▸ **DOCUMENT PASSAGE**
## Begin

When you take out a credit-builder loan, your lender will move the loan amount (usually $300 to $1,000) into a locked savings account.

Like a traditional loan, credit-builder loans require that you make a fixed monthly payment to the lender, and this monthly payment includes an interest rate, or the loan’s annual percentage rate (APR).

Say you take out a $600 credit builder loan for one year with a 10% APR. Your monthly payment would come out to $52.75 ($50 principal, plus interest).

After 12 months, you’ll get that $600 you’ve saved, and you’ll have a year of positive payment history that’s been reported to the major credit bureaus. With some lenders, you may also get to keep a portion of the interest.

Credit-builder loans are not usually offered by the biggest banks, so you may have to look around to find them. Your options may include community banks and credit unions as well as online lenders.

Loan terms are typically between 6 months and 24 months, according to the Consumer Financial Protection Bureau (CFPB).

## End

▸ **TASK PROMPT**
Extend the passage on credit-builder loans by writing a few more sentences that pick up after its last line.

[Object position labeling entries]
## Begin

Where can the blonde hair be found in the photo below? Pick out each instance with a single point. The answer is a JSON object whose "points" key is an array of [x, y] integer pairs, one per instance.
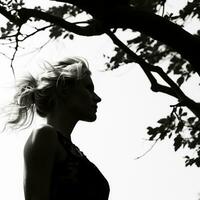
{"points": [[38, 94]]}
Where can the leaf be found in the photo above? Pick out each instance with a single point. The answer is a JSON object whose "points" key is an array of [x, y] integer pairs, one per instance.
{"points": [[162, 121], [180, 126], [178, 142], [191, 119], [180, 80]]}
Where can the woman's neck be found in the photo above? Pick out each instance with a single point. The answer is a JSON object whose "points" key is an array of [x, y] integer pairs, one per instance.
{"points": [[62, 124]]}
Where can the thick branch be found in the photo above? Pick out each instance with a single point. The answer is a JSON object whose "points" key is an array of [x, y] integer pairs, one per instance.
{"points": [[160, 29], [9, 16], [173, 90], [90, 30]]}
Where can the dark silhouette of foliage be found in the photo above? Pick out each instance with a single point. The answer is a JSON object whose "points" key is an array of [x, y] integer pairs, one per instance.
{"points": [[157, 36]]}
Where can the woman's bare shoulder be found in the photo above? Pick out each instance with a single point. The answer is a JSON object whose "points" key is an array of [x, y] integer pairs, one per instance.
{"points": [[43, 139]]}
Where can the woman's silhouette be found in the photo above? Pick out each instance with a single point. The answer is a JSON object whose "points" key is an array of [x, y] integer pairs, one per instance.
{"points": [[55, 169]]}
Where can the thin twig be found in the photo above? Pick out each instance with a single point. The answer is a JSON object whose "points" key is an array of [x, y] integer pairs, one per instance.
{"points": [[16, 48], [146, 152]]}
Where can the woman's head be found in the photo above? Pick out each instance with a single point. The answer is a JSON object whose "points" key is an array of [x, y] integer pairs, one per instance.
{"points": [[58, 85]]}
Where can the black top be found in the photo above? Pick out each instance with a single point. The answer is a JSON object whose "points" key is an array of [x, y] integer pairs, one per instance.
{"points": [[76, 178]]}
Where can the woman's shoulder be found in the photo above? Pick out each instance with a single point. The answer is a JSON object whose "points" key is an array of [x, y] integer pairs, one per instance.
{"points": [[41, 139]]}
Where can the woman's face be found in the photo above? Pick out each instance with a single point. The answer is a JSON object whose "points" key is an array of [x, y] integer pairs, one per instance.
{"points": [[82, 103]]}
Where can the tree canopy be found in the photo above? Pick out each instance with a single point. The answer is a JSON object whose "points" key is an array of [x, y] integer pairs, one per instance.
{"points": [[157, 36]]}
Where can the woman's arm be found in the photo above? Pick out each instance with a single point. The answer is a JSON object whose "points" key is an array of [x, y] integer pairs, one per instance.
{"points": [[39, 156]]}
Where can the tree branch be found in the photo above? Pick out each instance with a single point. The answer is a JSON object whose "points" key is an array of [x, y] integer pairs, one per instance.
{"points": [[173, 90], [90, 30], [9, 16]]}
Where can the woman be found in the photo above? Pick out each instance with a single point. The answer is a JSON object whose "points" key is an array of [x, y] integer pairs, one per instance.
{"points": [[55, 169]]}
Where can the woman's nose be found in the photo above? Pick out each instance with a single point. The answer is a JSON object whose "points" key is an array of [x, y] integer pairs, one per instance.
{"points": [[97, 98]]}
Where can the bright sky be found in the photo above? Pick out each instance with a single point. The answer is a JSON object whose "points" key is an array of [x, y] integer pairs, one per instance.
{"points": [[118, 135]]}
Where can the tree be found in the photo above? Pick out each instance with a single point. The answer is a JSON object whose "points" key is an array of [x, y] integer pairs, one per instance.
{"points": [[157, 36]]}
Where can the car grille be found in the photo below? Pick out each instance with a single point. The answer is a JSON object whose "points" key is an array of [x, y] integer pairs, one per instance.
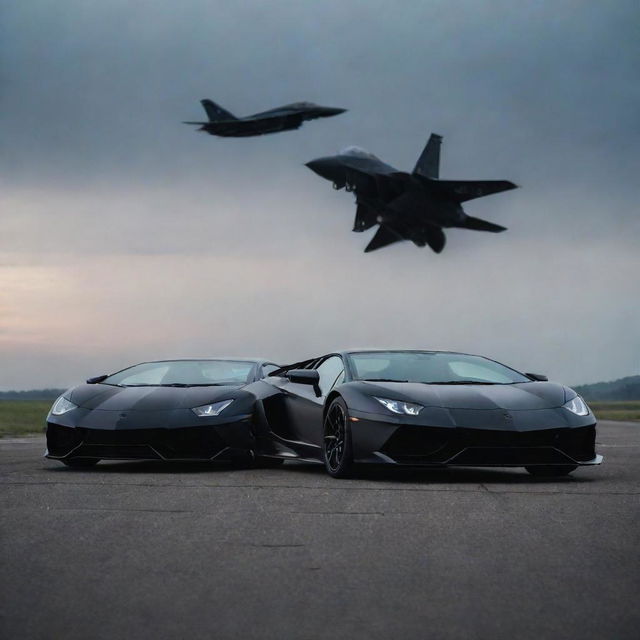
{"points": [[190, 442]]}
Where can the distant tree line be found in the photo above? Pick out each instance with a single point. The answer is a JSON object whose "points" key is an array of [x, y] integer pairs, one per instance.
{"points": [[33, 394], [618, 390]]}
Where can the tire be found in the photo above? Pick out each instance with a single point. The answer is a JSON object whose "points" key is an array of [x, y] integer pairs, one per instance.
{"points": [[549, 471], [337, 449], [81, 463]]}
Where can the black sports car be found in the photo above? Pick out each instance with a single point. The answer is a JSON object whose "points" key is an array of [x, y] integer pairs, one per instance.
{"points": [[165, 410], [421, 408]]}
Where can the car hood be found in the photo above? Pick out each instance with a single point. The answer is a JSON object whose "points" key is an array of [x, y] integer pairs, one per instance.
{"points": [[524, 396], [104, 397]]}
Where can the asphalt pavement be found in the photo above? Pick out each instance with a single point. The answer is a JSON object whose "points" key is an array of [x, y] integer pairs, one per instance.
{"points": [[158, 550]]}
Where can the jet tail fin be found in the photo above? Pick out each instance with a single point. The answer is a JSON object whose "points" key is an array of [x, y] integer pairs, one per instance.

## End

▸ **ANSWER TO THE EXERCISE**
Because credit-builder loans are secured, the lender can simply close the account if a borrower stops paying. According to the CFPB, “borrowers are protected in the sense that they cannot end up with a lasting outstanding balance.”

How much does a credit-builder loan cost?

The main cost of a credit-builder loan is the interest, which borrowers pay on a monthly basis. Lenders are currently advertising rates online ranging from 5% to 15% or more.

If you’re planning to open a credit-builder loan, it’s a good idea to compare several options to find the best rate.

In addition to interest, credit-builder loans could have origination fees attached to them. There may also be payment processing fees and late fees, depending on the loan.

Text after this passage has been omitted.